» **To do**
1. Please condense the paragraph of the labour news digest that begins "Taxi drivers in Halifax, Nova Scotia" into a short bulleted list that keeps its main facts.
2. Edit the section of the labour news digest between "CAW Atlantic organizer, Rick" and "without any recourse.", inclusive, replacing "arbitrarily" with "unfairly". Give the edited section in full.
3. Translate this sentence from the labour news digest into French: "Approximately 1,200 cabbies work in the municipality."

Halifax cabbies | CP Rail | CAW 444 elections | Saint John media workers | Global youth unemployment | Toronto’s working poor | Flaherty’s EI reforms | Corporate criminal negligence | Charest’s Bill 78
Halifax cabbies consider unionizing
Taxi drivers in Halifax, Nova Scotia are considering unionizing. Gary Jollymore, an independent cab driver in the city, is leading the drive. He and six other taxi drivers approached the Canadian Auto Workers to help with the campaign. Approximately 1,200 cabbies work in the municipality.
CAW Atlantic organizer, Rick Rose, said that there is likely enough support to being a union campaign. Rose said that drivers would be organized by company rather than as a whole group. The owner of Casino Taxi, Brian Herman, questioned the move stated that he does not see the need for a union and was unsure of the potential consequences.
Rose said that in his conversation with drivers, one of the mostly commonly cited complaints is fairness. Companies, he says, feel as though they can arbitrarily discipline workers without any recourse.
While labour boards in Ontario, British Columbia, and Manitoba have ruled that the drivers are considered “independent contractors” but still qualified to join a union, it is uncertain what the legal framework in Nova Scotia will permit for these Halifax workers.
Sources
http://thechronicleherald.ca/metro/96935-halifax-cabbies-consider-unionizing
CP Rail workers strike vote to strike, federal Labour Minister threatens back-to-work legislation
4800 Canadian Pacific Rail engineers, conductors and rail traffic controllers across Canada went on strike in the early hours of Wednesday May 23. The union delivered a 72 hour strike notice on May 19 after a 95 percent strike vote on April 27. The main issues include work rules, fatigue management and CP’s attempt to cut pensions by 40 percent
CP Freight traffic across Canada has been shut down but commuter trains in Vancouver, Toronto, and Montreal will run on schedule.
By mid-day Wednesday the federal Tories were already threatening back-to-work legislation with Minister of Labour Lisa Raitt providing the same spurious justifications it did with back-to-work legislation against Air Canada ground crew and pilots in March.
The legislation is being prepared even though Raitt met with the union the day before the strike and said nothing about such legislation. Despite her rhetorical acrobatics claiming non-intervention, her announcement will give CP Rail the opportunity to not negotiate with the union, thus predictably leading to back-to-work legislation.

» **Location identification entries**

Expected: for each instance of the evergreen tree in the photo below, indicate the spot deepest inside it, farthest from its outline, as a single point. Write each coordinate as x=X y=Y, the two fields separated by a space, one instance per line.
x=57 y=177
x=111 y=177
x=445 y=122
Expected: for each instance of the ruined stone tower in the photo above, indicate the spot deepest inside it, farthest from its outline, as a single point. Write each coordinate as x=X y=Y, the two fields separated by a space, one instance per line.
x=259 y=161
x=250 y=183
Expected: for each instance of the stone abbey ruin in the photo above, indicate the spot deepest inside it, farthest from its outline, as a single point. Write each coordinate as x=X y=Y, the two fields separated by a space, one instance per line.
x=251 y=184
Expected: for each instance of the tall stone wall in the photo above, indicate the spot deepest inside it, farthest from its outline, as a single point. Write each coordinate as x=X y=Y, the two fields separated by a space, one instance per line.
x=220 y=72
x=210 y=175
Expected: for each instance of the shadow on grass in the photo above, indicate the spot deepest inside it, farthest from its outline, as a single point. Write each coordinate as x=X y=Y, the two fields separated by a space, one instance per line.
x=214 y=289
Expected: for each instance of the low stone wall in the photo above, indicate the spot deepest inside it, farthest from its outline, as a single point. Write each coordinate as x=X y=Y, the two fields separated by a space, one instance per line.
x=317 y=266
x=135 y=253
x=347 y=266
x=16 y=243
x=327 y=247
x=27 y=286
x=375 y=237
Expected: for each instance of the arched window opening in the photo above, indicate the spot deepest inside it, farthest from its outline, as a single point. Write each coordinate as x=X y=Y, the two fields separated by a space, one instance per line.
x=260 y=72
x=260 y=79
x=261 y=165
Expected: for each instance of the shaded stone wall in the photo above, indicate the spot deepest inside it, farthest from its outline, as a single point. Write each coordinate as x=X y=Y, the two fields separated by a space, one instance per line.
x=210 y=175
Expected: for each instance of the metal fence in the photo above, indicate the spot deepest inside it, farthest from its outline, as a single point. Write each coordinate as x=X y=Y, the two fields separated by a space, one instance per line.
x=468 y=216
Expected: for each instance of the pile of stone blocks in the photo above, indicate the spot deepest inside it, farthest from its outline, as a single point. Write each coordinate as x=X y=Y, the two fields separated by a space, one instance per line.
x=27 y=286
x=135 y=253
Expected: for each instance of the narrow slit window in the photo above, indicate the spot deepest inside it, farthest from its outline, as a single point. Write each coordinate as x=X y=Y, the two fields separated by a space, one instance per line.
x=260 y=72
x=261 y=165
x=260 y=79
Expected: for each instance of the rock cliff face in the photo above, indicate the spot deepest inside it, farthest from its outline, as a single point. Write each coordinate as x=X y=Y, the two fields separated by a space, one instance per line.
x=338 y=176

» **Written answers**
1.
- Taxi drivers in Halifax, Nova Scotia are considering unionizing.
- Independent cab driver Gary Jollymore is leading the drive.
- He and six other drivers asked the Canadian Auto Workers to help with the campaign.
- About 1,200 cabbies work in the municipality.

2.
CAW Atlantic organizer, Rick Rose, said that there is likely enough support to being a union campaign. Rose said that drivers would be organized by company rather than as a whole group. The owner of Casino Taxi, Brian Herman, questioned the move stated that he does not see the need for a union and was unsure of the potential consequences.
Rose said that in his conversation with drivers, one of the mostly commonly cited complaints is fairness. Companies, he says, feel as though they can unfairly discipline workers without any recourse.

3. Environ 1 200 chauffeurs de taxi travaillent dans la municipalité.